▸ Your task: Your reply should be the complete data, reproduced exactly.

Referring expression pointing data
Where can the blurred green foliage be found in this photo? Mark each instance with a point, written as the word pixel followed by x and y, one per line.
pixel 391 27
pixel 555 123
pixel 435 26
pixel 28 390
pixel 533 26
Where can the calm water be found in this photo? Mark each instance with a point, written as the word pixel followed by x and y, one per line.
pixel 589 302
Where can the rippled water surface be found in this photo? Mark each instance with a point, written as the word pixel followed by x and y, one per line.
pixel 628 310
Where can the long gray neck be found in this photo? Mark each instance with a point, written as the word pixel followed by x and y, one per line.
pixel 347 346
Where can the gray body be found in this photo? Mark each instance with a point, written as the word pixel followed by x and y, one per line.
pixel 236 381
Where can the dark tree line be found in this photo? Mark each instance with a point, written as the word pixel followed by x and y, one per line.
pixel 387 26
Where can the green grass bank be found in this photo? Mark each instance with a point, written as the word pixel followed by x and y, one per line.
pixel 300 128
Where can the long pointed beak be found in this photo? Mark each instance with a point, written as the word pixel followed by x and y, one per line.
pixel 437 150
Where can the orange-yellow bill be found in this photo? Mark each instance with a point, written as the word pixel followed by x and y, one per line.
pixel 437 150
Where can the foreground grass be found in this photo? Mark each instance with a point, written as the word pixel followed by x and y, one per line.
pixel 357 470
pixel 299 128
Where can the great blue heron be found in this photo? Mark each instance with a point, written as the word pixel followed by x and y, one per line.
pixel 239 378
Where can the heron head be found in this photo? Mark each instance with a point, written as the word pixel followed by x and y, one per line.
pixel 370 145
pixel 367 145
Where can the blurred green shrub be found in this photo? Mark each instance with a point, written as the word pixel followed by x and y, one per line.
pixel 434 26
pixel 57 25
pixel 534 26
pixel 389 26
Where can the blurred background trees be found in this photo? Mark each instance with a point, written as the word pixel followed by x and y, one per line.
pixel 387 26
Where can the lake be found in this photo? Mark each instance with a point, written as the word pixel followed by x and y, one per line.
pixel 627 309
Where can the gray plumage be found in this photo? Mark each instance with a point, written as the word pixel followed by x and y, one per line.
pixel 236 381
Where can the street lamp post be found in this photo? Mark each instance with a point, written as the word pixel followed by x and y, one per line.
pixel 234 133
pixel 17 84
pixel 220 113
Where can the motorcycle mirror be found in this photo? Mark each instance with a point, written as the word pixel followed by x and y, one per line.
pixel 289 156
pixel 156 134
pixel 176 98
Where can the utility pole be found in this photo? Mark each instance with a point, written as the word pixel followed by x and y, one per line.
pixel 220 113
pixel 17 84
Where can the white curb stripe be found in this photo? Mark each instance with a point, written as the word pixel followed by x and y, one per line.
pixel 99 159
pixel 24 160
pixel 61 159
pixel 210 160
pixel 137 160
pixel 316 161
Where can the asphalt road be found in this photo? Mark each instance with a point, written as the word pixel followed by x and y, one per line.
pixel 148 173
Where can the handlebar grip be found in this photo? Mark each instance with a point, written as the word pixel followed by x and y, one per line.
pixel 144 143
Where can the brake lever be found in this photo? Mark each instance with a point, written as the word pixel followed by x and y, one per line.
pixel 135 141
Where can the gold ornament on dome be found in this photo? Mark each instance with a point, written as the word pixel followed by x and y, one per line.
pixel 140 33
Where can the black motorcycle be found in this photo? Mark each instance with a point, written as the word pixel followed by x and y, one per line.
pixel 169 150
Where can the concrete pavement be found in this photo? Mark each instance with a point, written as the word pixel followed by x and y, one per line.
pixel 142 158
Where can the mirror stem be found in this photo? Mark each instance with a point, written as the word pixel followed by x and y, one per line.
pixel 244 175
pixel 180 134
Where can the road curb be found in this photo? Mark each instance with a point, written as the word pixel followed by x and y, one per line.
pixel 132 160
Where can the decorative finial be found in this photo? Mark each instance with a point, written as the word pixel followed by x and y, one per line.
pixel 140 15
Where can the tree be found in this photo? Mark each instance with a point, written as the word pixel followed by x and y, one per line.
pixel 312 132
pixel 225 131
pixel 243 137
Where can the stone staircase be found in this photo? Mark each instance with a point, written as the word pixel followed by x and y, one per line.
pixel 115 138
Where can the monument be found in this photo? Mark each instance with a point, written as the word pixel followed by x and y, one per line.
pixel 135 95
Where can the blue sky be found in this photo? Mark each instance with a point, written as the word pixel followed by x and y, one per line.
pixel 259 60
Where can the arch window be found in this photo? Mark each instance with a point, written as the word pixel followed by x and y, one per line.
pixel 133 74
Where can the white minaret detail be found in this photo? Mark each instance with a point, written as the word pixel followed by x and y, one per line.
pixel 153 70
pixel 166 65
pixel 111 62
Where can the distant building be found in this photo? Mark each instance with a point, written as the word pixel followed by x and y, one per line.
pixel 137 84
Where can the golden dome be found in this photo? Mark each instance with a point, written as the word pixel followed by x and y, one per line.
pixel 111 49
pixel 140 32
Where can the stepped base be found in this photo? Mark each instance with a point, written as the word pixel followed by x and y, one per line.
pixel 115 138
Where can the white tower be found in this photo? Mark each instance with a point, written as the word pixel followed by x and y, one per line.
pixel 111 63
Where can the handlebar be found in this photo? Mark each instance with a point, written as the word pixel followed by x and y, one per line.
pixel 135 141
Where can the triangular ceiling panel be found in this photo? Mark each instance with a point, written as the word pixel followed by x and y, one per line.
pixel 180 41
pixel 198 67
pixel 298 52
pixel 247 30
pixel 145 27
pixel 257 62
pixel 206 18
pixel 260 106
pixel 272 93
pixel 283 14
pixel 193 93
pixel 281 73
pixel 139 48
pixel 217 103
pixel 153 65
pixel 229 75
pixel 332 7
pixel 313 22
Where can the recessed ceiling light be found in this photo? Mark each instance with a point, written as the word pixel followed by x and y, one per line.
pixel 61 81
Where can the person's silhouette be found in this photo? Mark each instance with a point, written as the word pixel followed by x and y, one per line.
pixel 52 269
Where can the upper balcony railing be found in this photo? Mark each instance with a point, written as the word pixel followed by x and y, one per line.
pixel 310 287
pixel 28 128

▸ Result for this exercise:
Where can the blurred green foliage be found in this photo? Mark each instance with a point, written as the word pixel followed by x and y, one per line.
pixel 391 27
pixel 555 123
pixel 435 26
pixel 28 390
pixel 533 26
Where can the calm water be found in this photo? Mark each instance with a point, written as the word pixel followed by x and y, one per line.
pixel 589 302
Where can the rippled water surface be found in this photo? Mark each instance with a point, written as the word pixel followed by x and y, one per line.
pixel 628 310
Where can the long gray neck be found in this photo? Mark each instance with a point, written as the word pixel followed by x and y, one per line.
pixel 347 346
Where can the gray body be found in this photo? Mark each instance with a point, written as the word pixel followed by x and y, one per line.
pixel 236 381
Where can the dark tree line be found in this photo? Mark each instance with a point, written as the word pixel followed by x and y, one per line.
pixel 387 26
Where can the green grass bank be found in this photo? Mark each instance with a point, written as the word pixel followed by x and y, one per line.
pixel 300 128
Where can the long pointed beak be found in this photo? Mark each instance with a point, written as the word pixel followed by x and y, one per line.
pixel 437 150
Where can the orange-yellow bill be found in this photo? Mark each instance with a point, written as the word pixel followed by x and y, one per line.
pixel 437 150
Where can the foreground grass be found in this photo? Mark each instance with a point, written as the word pixel followed by x and y, one per line.
pixel 357 470
pixel 299 128
Where can the great blue heron be found in this photo? Mark each instance with a point, written as the word pixel followed by x and y, one per line.
pixel 239 378
Where can the heron head be found in this photo? Mark each instance with a point, written as the word pixel followed by x and y, one per line.
pixel 370 145
pixel 367 145
Where can the blurred green shrub be found in this photo? Mark each instance with a point, written as the word pixel followed by x and y, one per line.
pixel 434 26
pixel 57 25
pixel 534 26
pixel 389 26
Where can the blurred background trees be found in this photo? Mark each instance with a point, written as the word pixel followed by x and y, one per line.
pixel 387 26
Where can the lake be found in this photo? Mark each instance with a point, written as the word pixel followed by x and y, one per line.
pixel 627 309
Where can the gray plumage be found in this photo? Mark each instance with a point, written as the word pixel followed by x and y, one per line.
pixel 236 381
Where can the street lamp post be found in this photo? Mark each instance with a point, written as the word pixel followed by x and y, one per line.
pixel 234 133
pixel 17 84
pixel 220 113
Where can the motorcycle mirror be found in this photo? Mark each instance with a point, written as the word pixel followed by x and y, one per line.
pixel 289 156
pixel 156 134
pixel 176 98
Where can the utility pole be found in this photo? Mark each instance with a point, written as the word pixel followed by x and y, one per line.
pixel 220 113
pixel 17 84
Where can the white curb stripe be found in this photo? Mark each instance with a point, written as the word pixel followed by x and y, one per line.
pixel 99 159
pixel 24 160
pixel 61 159
pixel 210 160
pixel 137 160
pixel 316 161
Where can the asphalt road be found in this photo? Mark each instance with a point, written as the word pixel followed by x and y, one per line.
pixel 148 173
Where can the handlebar grip be found in this photo? Mark each instance with a point, written as the word pixel followed by x and y, one per line.
pixel 144 143
Where can the brake lever be found in this photo? Mark each instance with a point, written as the word pixel followed by x and y, one per line.
pixel 135 141
Where can the gold ornament on dome be found in this photo? Mark each instance with a point, written as the word pixel followed by x and y, one per line.
pixel 140 33
Where can the black motorcycle be found in this photo? Mark each instance with a point, written as the word pixel followed by x and y, one per line.
pixel 169 150
Where can the concrete pavement be found in this photo? Mark each instance with a point, written as the word pixel followed by x and y, one per line.
pixel 142 158
Where can the mirror stem be found in this photo? Mark each instance with a point, written as the word pixel followed by x and y, one per line.
pixel 244 175
pixel 180 134
Where can the road curb be found in this photo? Mark each instance with a point, written as the word pixel followed by x and y, one per line.
pixel 132 160
Where can the decorative finial be found in this photo? Mark each instance with a point, written as the word pixel followed by x and y, one per line.
pixel 140 15
Where can the tree be found in this photo? Mark each instance with a point, written as the word pixel followed by x and y, one per line.
pixel 312 132
pixel 225 131
pixel 243 137
Where can the stone staircase be found in this photo? Mark each instance with a point, written as the word pixel followed by x and y, one per line.
pixel 115 138
Where can the monument be found in this photo? Mark each instance with a point, written as the word pixel followed by x and y, one per line.
pixel 135 95
Where can the blue sky be found in this photo? Mark each instance with a point, written as the word pixel followed by x and y, one per line.
pixel 259 60
Where can the arch window be found in this photo? Mark each instance with a point, written as the word pixel followed by x and y, one per line.
pixel 133 74
Where can the white minaret detail be found in this photo? Mark each instance with a point, written as the word pixel followed by x and y, one per line.
pixel 153 70
pixel 166 65
pixel 111 62
Where can the distant building be found in this photo? Mark each instance with a point, written as the word pixel followed by x and y, one per line.
pixel 137 84
Where can the golden dome be found in this photo? Mark each instance with a point, written as the word pixel followed by x and y, one per line.
pixel 111 49
pixel 140 32
Where can the stepped base be found in this photo? Mark each instance with a point, written as the word pixel followed by x and y, one per line.
pixel 115 138
Where can the white tower be found in this photo? Mark each instance with a point, written as the word pixel followed by x and y, one per line.
pixel 111 63
Where can the handlebar be found in this photo? Mark each instance with a point, written as the word pixel followed by x and y, one per line.
pixel 135 141
Where can the triangular ceiling panel be found in this photo? Mark each instance with a point, written as the word pixel followed by x and y, one per line.
pixel 180 41
pixel 198 67
pixel 298 52
pixel 247 30
pixel 145 27
pixel 257 62
pixel 206 18
pixel 260 106
pixel 272 93
pixel 283 14
pixel 193 93
pixel 281 73
pixel 139 48
pixel 217 103
pixel 153 65
pixel 229 75
pixel 332 7
pixel 313 22
Where can the recessed ceiling light be found in this photo? Mark each instance with a point, written as the word pixel followed by x and y, one per line.
pixel 61 81
Where can the person's silhouette be found in this photo? Mark each instance with a point, written as the word pixel followed by x and y, one per line.
pixel 52 269
Where can the upper balcony railing be found in this photo? Mark each instance with a point, written as the word pixel followed by x and y, one per line.
pixel 310 287
pixel 28 128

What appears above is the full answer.